• **SELECTED EXTRACT**
########
Benefit level scenarios

Example 1

The parent’s approved activity including travel time at application snapshot is Monday-Friday 8:30am-1:30pm. There are 2 children, one is 3 years old, the other 6, and in school 12:00pm-3:00pm.  

Licensed Care

Calculate the monthly hours of approved activity: 5 x 5 = 25 x 4.3 = 107.5 hours per month. 
 
The family doesn’t meet the 110 hour rule requirement to be eligible for full-time care. 
 
Non-school age: The child needs full-days because care is 5 hours each day the child is in care 5FDU/week*4.3= 21.5 units, rounded up to 22.  Because the family doesn’t meet the 110 hour rule we authorize the amount of care needed which is 23 full-day units to allow enough units for the longer months of the year.

School age child:   The child needs care from 8:30 until 12:00 M-F.  The child needs half-days because care is less than 5 hours per day.    Authorize 30 half-day units using new service code so that child can be auto increased to 46 half-day units for summer.
 

Family/Friend/Neighbor Care

Calculate the monthly hours of approved activity: 5 x 5 = 25 x 4.3 = 107.5 hours per month. 
 
The family doesn’t meet the 110 hour rule requirement to be eligible for full-time care. 
 
Non-school age: The child needs care 5 hours per day, 5 days per week.  5 x 5 = 25 x 4.3 = 107.5 hours per month.  Authorize 108 hourly units.

School age child:   The child needs care from 8:30 until 12:00 M-F.  3.5 hours per day x 5 days per week = 17.5 x 4.3 = 75.25.  Authorize 76 hourly units.  No need to increase authorization for the summer as provider can bill up to 115 contingency hours for care provided.

     

Example 2

The parent’s approved activity including travel time at snapshot is Monday-Friday 8am-5pm.  There are 2 children, one is 2 years old, the other 8, and in school 9:00am-3:00pm.  

Licensed Care
Calculate the monthly hours of approved activity: 9 x 5 = 45 x 4.3 = 193.5 hours per month.
 
The family meets the 110 hour rule requirement and is eligible for full-time care.
########
• **INFORMATION PROVIDED**
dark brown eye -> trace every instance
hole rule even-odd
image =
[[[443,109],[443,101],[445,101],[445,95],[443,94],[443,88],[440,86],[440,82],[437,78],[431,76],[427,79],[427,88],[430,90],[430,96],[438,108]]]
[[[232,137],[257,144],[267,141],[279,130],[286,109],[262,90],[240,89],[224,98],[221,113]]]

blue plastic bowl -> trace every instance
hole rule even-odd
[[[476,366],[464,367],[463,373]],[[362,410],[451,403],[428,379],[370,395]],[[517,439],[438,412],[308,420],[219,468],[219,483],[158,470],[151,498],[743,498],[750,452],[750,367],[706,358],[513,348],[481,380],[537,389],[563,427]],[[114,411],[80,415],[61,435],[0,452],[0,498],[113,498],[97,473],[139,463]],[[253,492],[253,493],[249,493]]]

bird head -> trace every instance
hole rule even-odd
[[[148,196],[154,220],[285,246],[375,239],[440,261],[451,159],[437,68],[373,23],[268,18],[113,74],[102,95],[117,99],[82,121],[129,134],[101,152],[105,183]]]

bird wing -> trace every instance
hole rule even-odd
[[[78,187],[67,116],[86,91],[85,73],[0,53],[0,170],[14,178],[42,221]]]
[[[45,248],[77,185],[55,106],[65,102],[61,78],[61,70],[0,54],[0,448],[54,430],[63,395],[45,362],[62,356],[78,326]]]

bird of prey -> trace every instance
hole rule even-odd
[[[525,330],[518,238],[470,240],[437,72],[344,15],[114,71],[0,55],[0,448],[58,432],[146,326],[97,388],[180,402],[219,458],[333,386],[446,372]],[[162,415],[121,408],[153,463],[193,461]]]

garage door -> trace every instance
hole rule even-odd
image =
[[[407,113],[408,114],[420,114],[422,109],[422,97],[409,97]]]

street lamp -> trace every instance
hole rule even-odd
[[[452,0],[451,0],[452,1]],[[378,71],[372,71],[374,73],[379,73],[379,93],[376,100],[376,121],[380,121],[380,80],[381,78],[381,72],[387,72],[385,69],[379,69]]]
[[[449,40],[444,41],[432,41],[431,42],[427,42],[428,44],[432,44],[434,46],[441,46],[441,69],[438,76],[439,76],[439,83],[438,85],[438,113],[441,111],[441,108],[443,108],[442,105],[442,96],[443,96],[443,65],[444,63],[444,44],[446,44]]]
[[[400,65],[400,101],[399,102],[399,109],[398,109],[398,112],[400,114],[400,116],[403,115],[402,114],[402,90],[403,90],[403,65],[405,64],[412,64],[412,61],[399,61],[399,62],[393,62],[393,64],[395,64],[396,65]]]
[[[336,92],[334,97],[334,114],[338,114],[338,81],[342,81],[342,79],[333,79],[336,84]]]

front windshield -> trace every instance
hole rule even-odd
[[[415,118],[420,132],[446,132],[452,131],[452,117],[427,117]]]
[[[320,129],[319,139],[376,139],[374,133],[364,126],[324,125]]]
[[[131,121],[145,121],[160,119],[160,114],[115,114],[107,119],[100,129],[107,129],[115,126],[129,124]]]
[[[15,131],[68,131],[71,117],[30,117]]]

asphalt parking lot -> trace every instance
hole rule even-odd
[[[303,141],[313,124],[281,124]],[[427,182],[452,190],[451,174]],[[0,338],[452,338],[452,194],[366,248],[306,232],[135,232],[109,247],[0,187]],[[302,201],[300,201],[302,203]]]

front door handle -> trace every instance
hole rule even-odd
########
• **WHAT TO WORK ON**
1. Answer these questions from the benefit level scenarios.
(a) In Example 1, how many hourly units are authorized for the school-age child under Family/Friend/Neighbor Care?
(b) What are the parent's approved activity hours, including travel time, in Example 2?
(c) How old is the younger child in Example 2?
2. Transcribe the passage of the benefit level scenarios between "Non-school age: The child needs care" and "in school 9:00am-3:00pm.", inclusive.

• **RESPONSE LIST**
1.
(a) 76 hourly units
(b) Monday-Friday, 8am-5pm
(c) 2 years old

2.
Non-school age: The child needs care 5 hours per day, 5 days per week.  5 x 5 = 25 x 4.3 = 107.5 hours per month.  Authorize 108 hourly units.

School age child:   The child needs care from 8:30 until 12:00 M-F.  3.5 hours per day x 5 days per week = 17.5 x 4.3 = 75.25.  Authorize 76 hourly units.  No need to increase authorization for the summer as provider can bill up to 115 contingency hours for care provided.

     

Example 2

The parent’s approved activity including travel time at snapshot is Monday-Friday 8am-5pm.  There are 2 children, one is 2 years old, the other 8, and in school 9:00am-3:00pm.